**** Dataset content ****
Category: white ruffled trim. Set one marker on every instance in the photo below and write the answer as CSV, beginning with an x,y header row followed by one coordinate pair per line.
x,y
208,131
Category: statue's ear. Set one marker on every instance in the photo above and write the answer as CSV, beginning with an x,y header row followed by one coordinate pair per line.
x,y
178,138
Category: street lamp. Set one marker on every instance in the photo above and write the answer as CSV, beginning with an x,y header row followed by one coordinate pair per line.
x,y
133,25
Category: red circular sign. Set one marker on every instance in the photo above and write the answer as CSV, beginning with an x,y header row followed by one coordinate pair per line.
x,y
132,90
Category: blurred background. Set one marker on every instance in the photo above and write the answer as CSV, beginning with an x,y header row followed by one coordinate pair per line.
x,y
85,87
****
**** Dataset content ****
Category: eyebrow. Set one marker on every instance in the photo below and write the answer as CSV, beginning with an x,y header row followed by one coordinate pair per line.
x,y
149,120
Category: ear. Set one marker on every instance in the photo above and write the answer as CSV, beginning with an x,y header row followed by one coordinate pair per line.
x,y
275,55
****
# Goal
Identify each line in the records above that contains the word "lamp" and copy those lines in full. Matches must have the same case.

# Task solution
Category: street lamp. Set one marker on every instance in the photo above and write the answer as CSV, beginning with an x,y header row followed by one coordinate pair per line.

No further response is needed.